:: TASK GOAL ::
The whole of the data, every line, should come back exactly the same.

BEGIN DATA SHOWN

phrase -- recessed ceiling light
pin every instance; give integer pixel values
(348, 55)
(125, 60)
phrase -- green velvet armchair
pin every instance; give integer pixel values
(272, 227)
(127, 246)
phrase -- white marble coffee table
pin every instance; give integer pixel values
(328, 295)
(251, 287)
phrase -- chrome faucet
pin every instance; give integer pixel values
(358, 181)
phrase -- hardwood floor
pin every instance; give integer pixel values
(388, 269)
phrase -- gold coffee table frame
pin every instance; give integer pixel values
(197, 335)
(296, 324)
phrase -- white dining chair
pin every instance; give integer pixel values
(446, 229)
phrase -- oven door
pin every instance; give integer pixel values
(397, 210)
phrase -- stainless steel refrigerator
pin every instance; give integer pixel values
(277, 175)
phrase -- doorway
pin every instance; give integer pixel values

END DATA SHOWN

:: RESPONSE TO THE TASK ::
phrase -- recessed ceiling light
pin every instance; give integer pixel values
(348, 55)
(125, 60)
phrase -- green velvet armchair
pin every instance; give integer pixel values
(272, 227)
(127, 246)
phrase -- white marble coffee table
pin every instance; give integer pixel values
(328, 295)
(251, 287)
phrase -- chrome faucet
pin every instance; give integer pixel values
(358, 181)
phrase -- hardwood floor
pin every instance; give integer pixel values
(388, 269)
phrase -- gold coffee table frame
pin every instance; give integer pixel values
(197, 335)
(296, 324)
phrase -- white dining chair
pin every instance; give integer pixel values
(446, 229)
phrase -- oven door
pin every instance; give integer pixel values
(397, 210)
phrase -- stainless steel refrigerator
pin every instance; give integer pixel values
(277, 175)
phrase -- doorway
pin every instance; give integer pixel values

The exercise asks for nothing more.